Hisashi Owada (小和田 恆 Owada Hisashi?, born 18 September 1932) is a former Japanese jurist, diplomat and law professor, and served as a judge on the International Court of Justice from 2003 until June 7, 2018, and was President of the Court from 2009 to 2012.[1] He is the father-in-law of the incumbent Emperor of Japan, Naruhito.

Early life

Owada was born in Shibata, Niigata Prefecture, Japan,[2] the third of seven children.[3]

Career

After earning a B.A. from the University of Tokyo in 1955, Owada passed the civil service examinations to join the Diplomatic and Consular service, now known as the Foreign Service.[4]

Educator

Because of sponsorship from his Foreign Ministry, Owada was sent to study at Trinity College, Cambridge in the United Kingdom where he earned a law degree in 1959[5] and later a doctorate of philosophy. Overall he served as a law professor for three decades at the University of Tokyo, Harvard Law School, New York University Law School, Columbia Law School, the Hague Academy of International Law, Waseda University, and the University of Cambridge. In between postings he took semesters as a visiting professor in international treaty law, his specialty, at Harvard and at Oxford.[6] He also served as the Bright International Jurist-in-Residence at the University of Hawaii's William S. Richardson School of Law in 2010. He has received honorary degrees from Keiwa College, Banaras Hindu University, and Waseda University.

Diplomat

Owada's first foreign assignment was Moscow, serving from 1963 to 1969.[7] Immediately following, from 1969 to 1971, was a post at the United Nations in New York, New York.[8]

Returning to Japan, Owada was chosen to accompany Emperor Hirohito on his first postwar trip outside Japan to Europe.[9] From 1976 to 1978, he served as Private Secretary to Takeo Fukuda, the Prime Minister of Japan.

### Given data
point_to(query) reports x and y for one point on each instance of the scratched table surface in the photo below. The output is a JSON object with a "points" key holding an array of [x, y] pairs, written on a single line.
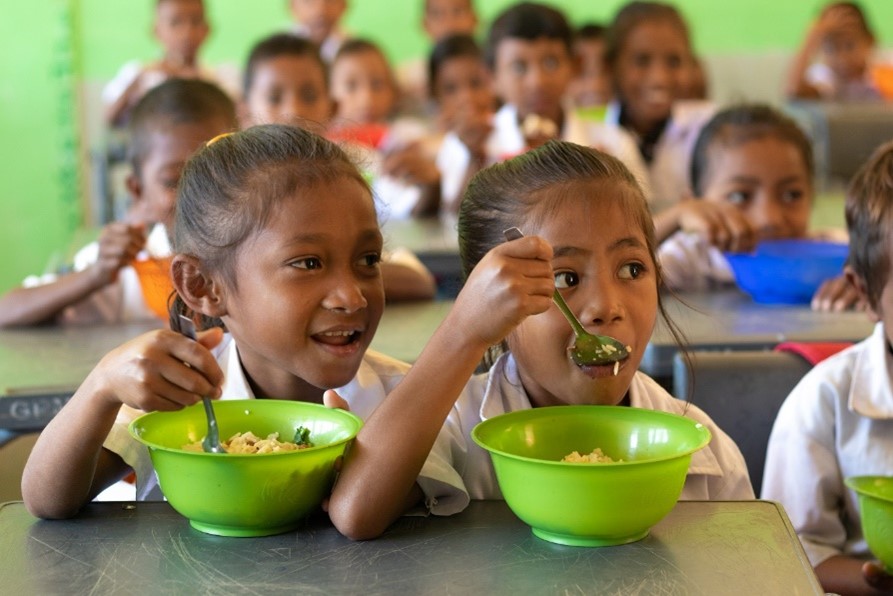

### What to do
1. In the passage on Hisashi Owada, condense the paragraph beginning "Because of sponsorship from his Foreign Ministry" into a bulleted list that keeps its main facts.
2. Restate the part of the passage on Hisashi Owada starting at "Returning to Japan, Owada" and ending at "Minister of Japan.", changing "accompany" to "join".
The data has no connection to the passage on Hisashi Owada.

### Responses to the exercise
1.
- With Foreign Ministry sponsorship, Owada studied at Trinity College, Cambridge, earning a law degree in 1959 and later a doctorate of philosophy.
- He taught law for three decades at the University of Tokyo, Harvard Law School, New York University Law School, Columbia Law School, the Hague Academy of International Law, Waseda University, and the University of Cambridge.
- Between postings, he was a visiting professor in international treaty law, his specialty, at Harvard and Oxford.
- In 2010 he was the Bright International Jurist-in-Residence at the University of Hawaii's William S. Richardson School of Law.
- He holds honorary degrees from Keiwa College, Banaras Hindu University, and Waseda University.

2.
Returning to Japan, Owada was chosen to join Emperor Hirohito on his first postwar trip outside Japan to Europe.[9] From 1976 to 1978, he served as Private Secretary to Takeo Fukuda, the Prime Minister of Japan.